Les amateurs d’art espagnols sont excédés de voir leur patrimoine tourné en ridicule, devenir la risée d’Internet et être privé à tout jamais de sa splendeur.
Le fléau qui ravage ces dernières années certaines œuvres souvent très précieuses part pourtant d’un bon sentiment : la restauration. Mais, de toute évidence, nul besoin d’être un expert pour s’attaquer en Espagne à un vieux tableau.
Ainsi, un collectionneur privé résidant à Valence a, selon le Guardian, payé 1 200 euros pour qu’un restaurateur redonne de la vigueur à l’un de ses tableaux, une Immaculée Conception signée Bartolomé Esteban Murillo, célèbre peintre baroque espagnol du XVIIe siècle. Il retrouvera sa toile défigurée, irrattrapable. Le collectionneur aurait pu se douter du risque, le restaurateur en question étant spécialisé en vieux meubles et miroirs. Le collectionneur a ensuite tenté de se tourner vers un véritable spécialiste, sans succès : le visage est pour toujours méconnaissable.
Ce trésor de la peinture espagnole rejoint ainsi la longue liste des œuvres d’art victimes de restaurations peu scrupuleuses. La plus célèbre étant sans doute celle infligée au Ecce Homo, toile d’Elias Garcia Martinez fin XIXᵉ dans l’église du Sanctuaire de miséricorde de Borja, désormais plus connue sous le nom de « Christ-singe ». Réalisée par une amatrice qui a, semble-t-il, perdu le contrôle au moment de s’attaquer au visage, cette restauration symboliquement ratée a été le premier signal d’alarme.

--- --- ---

Consigne A:
Résumez en deux phrases l'article sur les restaurations ratées d'œuvres d'art.
Consigne B:
Reprenez l'article sur les restaurations ratées d'œuvres d'art à la suite de son dernier paragraphe.
Le listing placé après ne joue aucun rôle dans ce travail.

Extraits de données:
--- --- ---

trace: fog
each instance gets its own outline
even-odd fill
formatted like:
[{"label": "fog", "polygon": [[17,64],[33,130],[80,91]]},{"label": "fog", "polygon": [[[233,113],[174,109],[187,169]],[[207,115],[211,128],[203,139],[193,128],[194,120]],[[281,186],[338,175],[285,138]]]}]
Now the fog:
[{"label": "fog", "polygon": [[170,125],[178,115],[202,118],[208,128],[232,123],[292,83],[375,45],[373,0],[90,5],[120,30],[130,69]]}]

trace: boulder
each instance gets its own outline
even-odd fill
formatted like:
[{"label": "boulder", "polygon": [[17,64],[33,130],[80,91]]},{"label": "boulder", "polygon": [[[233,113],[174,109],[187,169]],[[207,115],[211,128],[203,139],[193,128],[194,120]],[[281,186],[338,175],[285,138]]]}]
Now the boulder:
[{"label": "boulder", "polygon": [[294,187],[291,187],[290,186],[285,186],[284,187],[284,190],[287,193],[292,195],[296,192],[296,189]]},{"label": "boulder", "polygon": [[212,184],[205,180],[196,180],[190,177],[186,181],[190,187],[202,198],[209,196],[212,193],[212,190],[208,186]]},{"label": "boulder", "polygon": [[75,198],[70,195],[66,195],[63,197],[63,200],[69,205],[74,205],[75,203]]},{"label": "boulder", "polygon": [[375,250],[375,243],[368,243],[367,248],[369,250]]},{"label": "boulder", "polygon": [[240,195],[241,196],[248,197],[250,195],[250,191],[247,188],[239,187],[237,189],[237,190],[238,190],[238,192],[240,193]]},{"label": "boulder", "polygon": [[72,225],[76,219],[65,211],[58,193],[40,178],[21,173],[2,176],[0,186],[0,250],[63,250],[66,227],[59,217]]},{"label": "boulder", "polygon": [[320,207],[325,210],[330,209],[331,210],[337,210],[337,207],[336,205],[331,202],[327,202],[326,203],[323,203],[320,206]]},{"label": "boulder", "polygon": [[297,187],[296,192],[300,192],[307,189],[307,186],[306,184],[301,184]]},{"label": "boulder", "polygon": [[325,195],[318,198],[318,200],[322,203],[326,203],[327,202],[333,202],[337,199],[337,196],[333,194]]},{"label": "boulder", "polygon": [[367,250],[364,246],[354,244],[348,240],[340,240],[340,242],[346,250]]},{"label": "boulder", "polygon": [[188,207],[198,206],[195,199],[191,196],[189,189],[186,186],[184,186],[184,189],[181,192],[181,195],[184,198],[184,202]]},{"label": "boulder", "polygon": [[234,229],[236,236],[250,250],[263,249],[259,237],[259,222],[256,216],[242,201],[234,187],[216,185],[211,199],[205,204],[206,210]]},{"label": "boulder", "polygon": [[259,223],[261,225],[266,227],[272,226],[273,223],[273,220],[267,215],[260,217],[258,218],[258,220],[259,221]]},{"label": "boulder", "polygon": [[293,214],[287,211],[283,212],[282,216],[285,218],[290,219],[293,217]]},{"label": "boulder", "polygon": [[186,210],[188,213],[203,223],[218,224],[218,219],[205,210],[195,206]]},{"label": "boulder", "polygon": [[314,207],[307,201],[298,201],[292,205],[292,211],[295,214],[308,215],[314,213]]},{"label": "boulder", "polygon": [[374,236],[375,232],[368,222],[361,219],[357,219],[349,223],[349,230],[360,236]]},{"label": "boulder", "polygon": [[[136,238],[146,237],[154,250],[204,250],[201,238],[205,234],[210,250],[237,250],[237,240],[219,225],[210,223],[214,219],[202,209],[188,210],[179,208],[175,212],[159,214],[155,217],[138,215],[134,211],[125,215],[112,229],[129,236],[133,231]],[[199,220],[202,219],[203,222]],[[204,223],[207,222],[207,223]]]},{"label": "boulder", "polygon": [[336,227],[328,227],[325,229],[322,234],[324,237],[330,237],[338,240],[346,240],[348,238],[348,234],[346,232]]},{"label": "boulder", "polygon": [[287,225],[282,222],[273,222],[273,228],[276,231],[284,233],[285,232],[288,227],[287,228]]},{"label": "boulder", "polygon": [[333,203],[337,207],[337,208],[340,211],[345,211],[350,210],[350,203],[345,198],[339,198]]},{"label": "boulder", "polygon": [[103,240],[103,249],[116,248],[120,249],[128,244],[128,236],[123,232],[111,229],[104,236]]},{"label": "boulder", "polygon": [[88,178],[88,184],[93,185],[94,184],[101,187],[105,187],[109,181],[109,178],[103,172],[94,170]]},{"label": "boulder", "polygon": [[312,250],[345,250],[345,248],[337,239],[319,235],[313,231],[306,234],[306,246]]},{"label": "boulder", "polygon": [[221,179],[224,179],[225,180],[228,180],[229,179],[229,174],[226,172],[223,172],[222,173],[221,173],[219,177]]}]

--- --- ---

Résultat A:
En Espagne, des restaurations confiées à des non-spécialistes défigurent des œuvres parfois précieuses, comme une Immaculée Conception de Murillo qu'un collectionneur de Valence a payé 1 200 euros pour faire restaurer par un spécialiste des vieux meubles et des miroirs, et dont le visage est désormais méconnaissable. Cette toile rejoint une longue liste de victimes, dont l'Ecce Homo d'Elias Garcia Martinez à Borja, devenu le « Christ-singe » après l'intervention d'une amatrice et considéré comme le premier signal d'alarme.

Résultat B:
Selon Fernando Carrera, professeur à l’école de conservation et de restauration du patrimoine de Galice et ancien président de l’association espagnole des restaurateurs et conservateurs (ACRE), la loi permet à n’importe qui d’entreprendre des projets de restauration d’œuvres, quand bien même ils n’ont aucune compétence technique. Les prix sont sans doute plus avantageux et parviennent à convaincre certains collectionneurs. « Pourriez-vous imaginer que n’importe qui soit autorisé à opérer quelqu’un ? Où que quelqu’un qui n’a rien d’un architecte soit autorisé à construire un bâtiment ? » s’étonne-t-il auprès du Guardian.
D’autant que les ratés de ce genre, rapportés à l’ACRE, sont beaucoup plus fréquents qu’on ne l’imagine. « Nous devons attirer l’attention de la société pour qu’elle choisisse des représentants qui inscriront le patrimoine dans leur programme, estime le professeur. Ce ne doit pas nécessairement être la priorité, cela n’atteint pas l’importance de la santé ou de l’emploi, mais il s’agit de notre histoire. »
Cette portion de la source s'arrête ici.